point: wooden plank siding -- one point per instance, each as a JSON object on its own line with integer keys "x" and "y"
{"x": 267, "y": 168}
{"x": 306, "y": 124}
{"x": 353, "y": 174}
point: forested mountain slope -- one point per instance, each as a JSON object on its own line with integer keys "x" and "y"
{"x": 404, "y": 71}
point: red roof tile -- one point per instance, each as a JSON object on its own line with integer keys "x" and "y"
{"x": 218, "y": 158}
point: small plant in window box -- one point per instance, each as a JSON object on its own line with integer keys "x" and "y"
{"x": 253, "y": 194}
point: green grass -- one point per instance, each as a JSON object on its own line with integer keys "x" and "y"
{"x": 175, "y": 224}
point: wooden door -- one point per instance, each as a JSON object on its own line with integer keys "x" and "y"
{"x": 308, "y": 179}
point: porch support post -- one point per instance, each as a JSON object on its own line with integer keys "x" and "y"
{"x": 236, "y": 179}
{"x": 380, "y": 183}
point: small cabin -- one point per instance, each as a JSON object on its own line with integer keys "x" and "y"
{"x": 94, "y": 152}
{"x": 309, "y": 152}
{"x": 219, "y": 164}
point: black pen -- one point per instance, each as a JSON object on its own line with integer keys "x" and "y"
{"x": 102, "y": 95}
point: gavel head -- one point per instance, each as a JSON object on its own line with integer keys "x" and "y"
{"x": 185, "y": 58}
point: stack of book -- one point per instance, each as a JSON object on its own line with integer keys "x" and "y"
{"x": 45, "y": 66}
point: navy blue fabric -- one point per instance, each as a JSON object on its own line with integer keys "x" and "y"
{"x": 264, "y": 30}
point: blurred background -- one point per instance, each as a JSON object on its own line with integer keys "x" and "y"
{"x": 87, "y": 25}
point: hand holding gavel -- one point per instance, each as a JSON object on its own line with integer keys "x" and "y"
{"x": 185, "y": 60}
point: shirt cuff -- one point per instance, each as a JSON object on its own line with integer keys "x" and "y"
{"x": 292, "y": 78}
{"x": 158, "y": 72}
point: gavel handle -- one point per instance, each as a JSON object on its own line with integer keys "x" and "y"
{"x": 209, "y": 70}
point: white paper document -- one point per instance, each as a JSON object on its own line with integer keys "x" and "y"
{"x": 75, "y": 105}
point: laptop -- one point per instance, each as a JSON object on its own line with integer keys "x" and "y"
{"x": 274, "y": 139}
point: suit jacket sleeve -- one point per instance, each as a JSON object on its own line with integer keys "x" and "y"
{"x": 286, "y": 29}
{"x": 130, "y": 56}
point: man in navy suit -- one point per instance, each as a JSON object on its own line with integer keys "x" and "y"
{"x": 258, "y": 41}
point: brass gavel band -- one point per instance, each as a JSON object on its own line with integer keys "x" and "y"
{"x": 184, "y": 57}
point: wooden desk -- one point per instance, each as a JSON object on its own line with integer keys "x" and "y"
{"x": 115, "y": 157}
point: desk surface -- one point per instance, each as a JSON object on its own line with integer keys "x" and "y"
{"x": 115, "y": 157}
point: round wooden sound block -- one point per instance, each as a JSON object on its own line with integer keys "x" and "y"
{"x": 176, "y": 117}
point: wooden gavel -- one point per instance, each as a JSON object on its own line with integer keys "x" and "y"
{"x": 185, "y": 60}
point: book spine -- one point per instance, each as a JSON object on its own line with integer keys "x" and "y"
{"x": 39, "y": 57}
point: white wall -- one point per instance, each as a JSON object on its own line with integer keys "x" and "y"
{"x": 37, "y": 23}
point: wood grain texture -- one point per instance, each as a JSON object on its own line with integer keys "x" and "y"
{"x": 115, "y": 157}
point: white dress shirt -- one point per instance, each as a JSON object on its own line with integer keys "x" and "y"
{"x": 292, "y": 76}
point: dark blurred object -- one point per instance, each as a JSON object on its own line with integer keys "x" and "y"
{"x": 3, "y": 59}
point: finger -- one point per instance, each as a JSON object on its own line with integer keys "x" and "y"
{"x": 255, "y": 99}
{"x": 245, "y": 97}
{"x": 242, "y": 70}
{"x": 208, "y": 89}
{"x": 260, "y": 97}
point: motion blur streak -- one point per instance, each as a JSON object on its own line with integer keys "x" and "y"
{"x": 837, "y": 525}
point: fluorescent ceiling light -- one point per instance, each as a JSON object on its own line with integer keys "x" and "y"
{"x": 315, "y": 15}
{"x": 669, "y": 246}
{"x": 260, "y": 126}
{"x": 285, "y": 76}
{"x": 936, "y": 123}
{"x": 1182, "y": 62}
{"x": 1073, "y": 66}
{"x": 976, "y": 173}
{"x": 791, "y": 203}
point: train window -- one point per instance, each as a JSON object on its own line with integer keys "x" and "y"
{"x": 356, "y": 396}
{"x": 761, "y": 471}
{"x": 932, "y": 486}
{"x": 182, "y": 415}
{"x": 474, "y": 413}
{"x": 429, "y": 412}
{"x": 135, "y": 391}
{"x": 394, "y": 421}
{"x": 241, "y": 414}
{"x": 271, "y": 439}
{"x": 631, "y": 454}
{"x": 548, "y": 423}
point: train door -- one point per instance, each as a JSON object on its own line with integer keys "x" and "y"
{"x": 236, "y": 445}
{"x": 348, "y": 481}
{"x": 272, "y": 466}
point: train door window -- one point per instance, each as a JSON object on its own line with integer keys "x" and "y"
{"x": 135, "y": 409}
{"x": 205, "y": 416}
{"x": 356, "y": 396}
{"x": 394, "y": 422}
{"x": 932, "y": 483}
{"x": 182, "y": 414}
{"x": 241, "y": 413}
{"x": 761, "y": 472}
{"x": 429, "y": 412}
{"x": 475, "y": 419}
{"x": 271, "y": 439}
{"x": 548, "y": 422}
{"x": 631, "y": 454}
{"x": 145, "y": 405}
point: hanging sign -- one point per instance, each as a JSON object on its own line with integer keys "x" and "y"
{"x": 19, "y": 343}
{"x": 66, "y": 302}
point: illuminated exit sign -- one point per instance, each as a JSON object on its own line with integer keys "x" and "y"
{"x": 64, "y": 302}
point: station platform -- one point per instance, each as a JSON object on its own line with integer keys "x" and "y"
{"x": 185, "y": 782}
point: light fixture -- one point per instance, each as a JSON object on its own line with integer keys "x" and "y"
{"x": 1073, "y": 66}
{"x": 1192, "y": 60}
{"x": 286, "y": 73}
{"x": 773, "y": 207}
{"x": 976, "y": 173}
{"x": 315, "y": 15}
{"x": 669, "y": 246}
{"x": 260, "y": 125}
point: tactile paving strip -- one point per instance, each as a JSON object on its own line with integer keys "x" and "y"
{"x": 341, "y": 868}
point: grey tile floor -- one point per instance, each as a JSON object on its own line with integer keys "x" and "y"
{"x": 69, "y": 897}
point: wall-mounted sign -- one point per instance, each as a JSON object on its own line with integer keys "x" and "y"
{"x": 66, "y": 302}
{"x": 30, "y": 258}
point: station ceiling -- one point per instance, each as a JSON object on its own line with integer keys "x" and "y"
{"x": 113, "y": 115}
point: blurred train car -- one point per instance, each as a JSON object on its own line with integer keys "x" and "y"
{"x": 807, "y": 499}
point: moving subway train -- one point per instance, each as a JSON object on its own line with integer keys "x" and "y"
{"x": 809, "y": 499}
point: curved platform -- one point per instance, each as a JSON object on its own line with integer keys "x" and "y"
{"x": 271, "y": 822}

Task directions –
Exactly reproduce every line of the records.

Response for this exercise –
point: wooden plank siding -- one point per instance, each as a JSON object on its own line with integer keys "x" and "y"
{"x": 267, "y": 168}
{"x": 306, "y": 124}
{"x": 353, "y": 174}
point: forested mountain slope -- one point per instance, each as a JSON object on its own line with integer keys "x" and "y"
{"x": 404, "y": 71}
point: red roof tile -- one point per instance, each as a JSON object on its own line with integer keys "x" and "y"
{"x": 218, "y": 158}
point: small plant in window box -- one point per instance, each as a JSON object on its own line with integer keys "x" and "y"
{"x": 253, "y": 194}
point: green grass -- one point per instance, each as a JSON object on its own line with integer keys "x" and "y"
{"x": 175, "y": 224}
point: wooden door -- one point per instance, each as a JSON object on its own line with integer keys "x" and "y"
{"x": 308, "y": 179}
point: porch support post -- one point per instance, each as a JSON object on its own line with integer keys "x" and "y"
{"x": 236, "y": 179}
{"x": 380, "y": 183}
point: small cabin -- one point per instance, each as a JSON object on its own line with integer keys "x" and "y"
{"x": 94, "y": 152}
{"x": 309, "y": 152}
{"x": 219, "y": 164}
point: black pen -- one point per instance, each as a JSON object on its own line with integer keys "x" and "y"
{"x": 102, "y": 95}
point: gavel head -- one point per instance, each as a JSON object on its own line with integer keys "x" and "y"
{"x": 185, "y": 58}
point: stack of book -- one point per instance, each as a JSON object on its own line with integer keys "x" and "y"
{"x": 45, "y": 66}
point: navy blue fabric -- one point per instance, each as a JSON object on its own line with integer keys "x" and "y"
{"x": 264, "y": 30}
point: blurred background -- one point per instance, each as a JSON object on its own line with integer keys "x" and "y"
{"x": 87, "y": 25}
point: hand holding gavel -- one point per instance, each as a JSON object on its own line with integer keys "x" and "y"
{"x": 185, "y": 60}
point: shirt cuff -- one point per instance, each as a JSON object on its own line with integer keys "x" and "y"
{"x": 292, "y": 78}
{"x": 158, "y": 72}
point: gavel handle -- one point per instance, each as a JSON object on its own line with integer keys "x" and "y"
{"x": 209, "y": 70}
point: white paper document -- one point per instance, each as a JSON object on its own line with integer keys "x" and "y"
{"x": 75, "y": 105}
point: laptop -- one point per instance, each as a JSON object on its own line with integer keys "x" and "y"
{"x": 274, "y": 139}
point: suit jacket sleeve -- one point per instance, each as a JSON object on its own line with integer keys "x" and "y"
{"x": 286, "y": 29}
{"x": 130, "y": 56}
point: man in navy suit -- one point per instance, each as a JSON object on its own line with integer keys "x" and "y"
{"x": 258, "y": 41}
point: brass gavel band -- one point per instance, each as a JSON object on its own line with integer keys "x" and "y"
{"x": 184, "y": 57}
point: wooden desk -- one point per instance, each as a JSON object on its own line with integer keys "x" and "y"
{"x": 115, "y": 157}
point: desk surface -- one point per instance, each as a JSON object on its own line with integer keys "x" and "y"
{"x": 115, "y": 157}
point: round wooden sound block -- one point per instance, each as a JSON object on its own line with integer keys "x" and "y"
{"x": 176, "y": 117}
point: wooden gavel -- one point per instance, each as a JSON object on its own line with integer keys "x" and "y"
{"x": 185, "y": 60}
point: book spine -- one point per instance, each as a JSON object on its own line with integer keys "x" and "y"
{"x": 39, "y": 57}
point: white wall -- one point per instance, each as a JSON object on its own line with integer keys "x" and "y"
{"x": 37, "y": 23}
point: wood grain texture -- one point per instance, each as a JSON object on its own line with integer keys "x" and "y"
{"x": 115, "y": 157}
point: white dress shirt -- one point per instance, each as a JSON object on its own line with integer keys "x" and "y"
{"x": 292, "y": 76}
point: dark blurred object -- one point per instance, each as a JSON object on its own line with integer keys "x" and "y"
{"x": 3, "y": 59}
point: finger -- one point per instance, each as a JSON object on its own line with integer keys "x" and "y"
{"x": 255, "y": 99}
{"x": 245, "y": 97}
{"x": 242, "y": 70}
{"x": 208, "y": 89}
{"x": 260, "y": 97}
point: motion blur streak -- one point per instance, each as a JSON object on its own line with integer keys "x" and "y"
{"x": 837, "y": 525}
point: fluorescent ceiling light -- one point per instance, each as a JSON object on its own line with integer keys "x" and "y"
{"x": 315, "y": 15}
{"x": 669, "y": 246}
{"x": 260, "y": 126}
{"x": 285, "y": 76}
{"x": 936, "y": 123}
{"x": 1182, "y": 62}
{"x": 1073, "y": 66}
{"x": 976, "y": 173}
{"x": 791, "y": 203}
point: train window -- one point per instance, each as a JSON object on its own line with integer keys "x" and "y"
{"x": 356, "y": 396}
{"x": 761, "y": 471}
{"x": 932, "y": 486}
{"x": 182, "y": 415}
{"x": 474, "y": 413}
{"x": 429, "y": 412}
{"x": 135, "y": 391}
{"x": 394, "y": 421}
{"x": 241, "y": 414}
{"x": 271, "y": 439}
{"x": 631, "y": 454}
{"x": 548, "y": 423}
point: train door -- one point per instance, each as a JSON object on its own line with integer keys "x" and "y"
{"x": 236, "y": 445}
{"x": 348, "y": 481}
{"x": 272, "y": 466}
point: train door window -- one point per instance, each as a JSON object on its own line with integer keys "x" and "y"
{"x": 135, "y": 409}
{"x": 205, "y": 416}
{"x": 356, "y": 396}
{"x": 394, "y": 422}
{"x": 932, "y": 483}
{"x": 182, "y": 414}
{"x": 241, "y": 413}
{"x": 761, "y": 472}
{"x": 429, "y": 412}
{"x": 475, "y": 419}
{"x": 271, "y": 439}
{"x": 548, "y": 422}
{"x": 631, "y": 454}
{"x": 145, "y": 405}
point: hanging sign -- one point per instance, each as a JSON object on its own line with integer keys "x" and "y"
{"x": 19, "y": 343}
{"x": 66, "y": 302}
point: illuminated exit sign -- one point per instance, each as a JSON object on its own line with integer keys "x" and "y"
{"x": 64, "y": 302}
point: station platform -- one point per instance, each as a JSON object on its own line with integer keys "x" and "y"
{"x": 185, "y": 782}
point: light fixture -- one point per instance, each as a JSON object on its own line with integer keys "x" and "y"
{"x": 1073, "y": 66}
{"x": 1192, "y": 60}
{"x": 286, "y": 73}
{"x": 773, "y": 207}
{"x": 976, "y": 173}
{"x": 315, "y": 15}
{"x": 669, "y": 246}
{"x": 260, "y": 125}
point: tactile paving strip -- one point per instance, each as a JSON object on its own line with integer keys "x" and "y"
{"x": 341, "y": 868}
point: grey tile floor -- one point per instance, each as a JSON object on its own line with integer keys "x" and "y"
{"x": 69, "y": 897}
point: wall-mounted sign -- one point per instance, each as a JSON object on its own line with integer keys "x" and "y"
{"x": 66, "y": 302}
{"x": 30, "y": 258}
point: station ceiling -- one point per instance, each as a JSON object on its own line with integer keys "x" and "y"
{"x": 113, "y": 115}
point: blurred train car -- one point per instance, each as a JSON object on its own line with integer keys "x" and "y"
{"x": 807, "y": 499}
point: moving subway train -- one point per instance, each as a JSON object on its own line with integer keys "x" and "y"
{"x": 809, "y": 499}
point: curved platform -- one point per instance, each as a JSON object on its own line with integer keys "x" and "y"
{"x": 271, "y": 822}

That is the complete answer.